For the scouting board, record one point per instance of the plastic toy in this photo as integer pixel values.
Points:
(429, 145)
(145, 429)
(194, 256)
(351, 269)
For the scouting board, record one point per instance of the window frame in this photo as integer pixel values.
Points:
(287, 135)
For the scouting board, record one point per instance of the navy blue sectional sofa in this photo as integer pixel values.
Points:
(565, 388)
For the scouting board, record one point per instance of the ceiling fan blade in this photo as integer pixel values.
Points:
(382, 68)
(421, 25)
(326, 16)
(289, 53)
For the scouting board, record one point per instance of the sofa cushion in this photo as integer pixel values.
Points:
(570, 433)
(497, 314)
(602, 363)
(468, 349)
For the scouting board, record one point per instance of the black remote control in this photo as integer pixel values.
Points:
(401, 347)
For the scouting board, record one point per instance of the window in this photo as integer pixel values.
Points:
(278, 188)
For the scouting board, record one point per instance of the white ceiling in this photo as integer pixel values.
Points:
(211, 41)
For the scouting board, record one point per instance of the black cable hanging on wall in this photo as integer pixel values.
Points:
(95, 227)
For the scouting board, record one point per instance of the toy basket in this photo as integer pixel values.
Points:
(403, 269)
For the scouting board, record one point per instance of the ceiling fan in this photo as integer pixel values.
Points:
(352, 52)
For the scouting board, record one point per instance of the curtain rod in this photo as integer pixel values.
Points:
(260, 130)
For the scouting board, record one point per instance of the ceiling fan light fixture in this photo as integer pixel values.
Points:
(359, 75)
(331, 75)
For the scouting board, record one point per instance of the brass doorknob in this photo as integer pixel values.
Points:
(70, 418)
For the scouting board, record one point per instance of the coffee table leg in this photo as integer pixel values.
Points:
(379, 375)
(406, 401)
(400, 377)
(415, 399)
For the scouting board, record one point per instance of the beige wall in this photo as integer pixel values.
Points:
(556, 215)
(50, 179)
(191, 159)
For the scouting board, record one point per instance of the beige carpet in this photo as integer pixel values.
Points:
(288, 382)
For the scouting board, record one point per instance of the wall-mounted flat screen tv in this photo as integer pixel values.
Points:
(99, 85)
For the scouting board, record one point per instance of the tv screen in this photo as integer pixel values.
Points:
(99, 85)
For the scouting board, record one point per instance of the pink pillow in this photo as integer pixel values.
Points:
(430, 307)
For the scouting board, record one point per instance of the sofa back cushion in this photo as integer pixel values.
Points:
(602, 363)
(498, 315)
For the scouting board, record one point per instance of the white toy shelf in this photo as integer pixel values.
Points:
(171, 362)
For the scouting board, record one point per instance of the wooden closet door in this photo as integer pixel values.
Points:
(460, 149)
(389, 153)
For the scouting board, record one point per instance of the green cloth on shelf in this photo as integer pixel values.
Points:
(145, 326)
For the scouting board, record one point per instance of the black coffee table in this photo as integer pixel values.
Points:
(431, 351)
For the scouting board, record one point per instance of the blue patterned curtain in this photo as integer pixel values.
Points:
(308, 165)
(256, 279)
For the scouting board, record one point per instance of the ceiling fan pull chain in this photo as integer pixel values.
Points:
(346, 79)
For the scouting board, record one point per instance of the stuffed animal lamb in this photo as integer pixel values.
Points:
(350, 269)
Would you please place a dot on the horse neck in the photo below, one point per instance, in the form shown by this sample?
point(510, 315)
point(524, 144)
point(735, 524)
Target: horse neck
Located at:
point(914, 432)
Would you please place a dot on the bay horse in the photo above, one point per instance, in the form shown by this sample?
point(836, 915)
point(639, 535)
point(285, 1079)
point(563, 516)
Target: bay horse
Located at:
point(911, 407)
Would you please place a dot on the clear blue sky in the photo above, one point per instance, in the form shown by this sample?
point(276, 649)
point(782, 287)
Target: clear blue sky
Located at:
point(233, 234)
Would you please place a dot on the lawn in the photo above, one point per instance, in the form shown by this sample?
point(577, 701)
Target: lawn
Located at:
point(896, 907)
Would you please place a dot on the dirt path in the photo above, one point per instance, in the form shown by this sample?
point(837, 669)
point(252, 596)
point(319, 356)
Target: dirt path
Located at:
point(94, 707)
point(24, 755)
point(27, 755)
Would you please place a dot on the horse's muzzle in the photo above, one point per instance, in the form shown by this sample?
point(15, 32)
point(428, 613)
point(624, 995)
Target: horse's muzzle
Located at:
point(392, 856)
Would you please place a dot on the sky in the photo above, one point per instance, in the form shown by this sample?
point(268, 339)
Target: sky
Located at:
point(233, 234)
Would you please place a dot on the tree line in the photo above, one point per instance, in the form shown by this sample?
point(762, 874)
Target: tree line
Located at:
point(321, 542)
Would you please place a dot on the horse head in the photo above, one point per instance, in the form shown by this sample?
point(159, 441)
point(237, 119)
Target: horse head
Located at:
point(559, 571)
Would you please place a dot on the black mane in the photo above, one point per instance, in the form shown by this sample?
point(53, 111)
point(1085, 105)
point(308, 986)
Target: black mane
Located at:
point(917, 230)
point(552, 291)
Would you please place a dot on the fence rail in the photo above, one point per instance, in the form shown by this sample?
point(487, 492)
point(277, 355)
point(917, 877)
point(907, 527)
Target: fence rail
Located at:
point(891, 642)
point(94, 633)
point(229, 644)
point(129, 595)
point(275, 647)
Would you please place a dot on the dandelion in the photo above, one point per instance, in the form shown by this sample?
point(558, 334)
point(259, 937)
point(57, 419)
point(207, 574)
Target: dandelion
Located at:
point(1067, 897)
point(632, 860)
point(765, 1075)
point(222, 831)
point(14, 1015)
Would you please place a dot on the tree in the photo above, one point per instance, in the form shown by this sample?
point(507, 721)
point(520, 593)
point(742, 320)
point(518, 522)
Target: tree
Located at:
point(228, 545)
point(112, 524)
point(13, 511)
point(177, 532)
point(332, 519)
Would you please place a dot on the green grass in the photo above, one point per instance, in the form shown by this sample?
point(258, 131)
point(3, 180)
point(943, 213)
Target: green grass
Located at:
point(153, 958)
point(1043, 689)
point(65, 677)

-.-.-

> What is needed
An exact copy of the lines from the one containing "point(487, 492)" through the last line of the material, both included, is to be printed, and nothing else.

> Your response
point(487, 492)
point(277, 355)
point(917, 877)
point(907, 527)
Target: fence rail
Located at:
point(891, 642)
point(94, 633)
point(229, 644)
point(129, 595)
point(275, 647)
Would you please place a dot on the dandelion in the photo above, one point per instance, in the form shown by this sample?
point(558, 334)
point(259, 937)
point(57, 419)
point(207, 574)
Target: dandelion
Located at:
point(1067, 897)
point(632, 860)
point(765, 1075)
point(222, 831)
point(14, 1015)
Would you please place a dot on the tree in the photo above, one point per instance, in the form shown by this sample?
point(507, 721)
point(520, 593)
point(742, 320)
point(518, 522)
Target: tree
Located at:
point(228, 545)
point(112, 524)
point(13, 511)
point(177, 532)
point(332, 519)
Would you please place a dot on the green grass in the photo above, one point per instance, in the form shown by this sample?
point(258, 131)
point(3, 180)
point(943, 213)
Target: green grass
Located at:
point(153, 958)
point(1043, 689)
point(65, 677)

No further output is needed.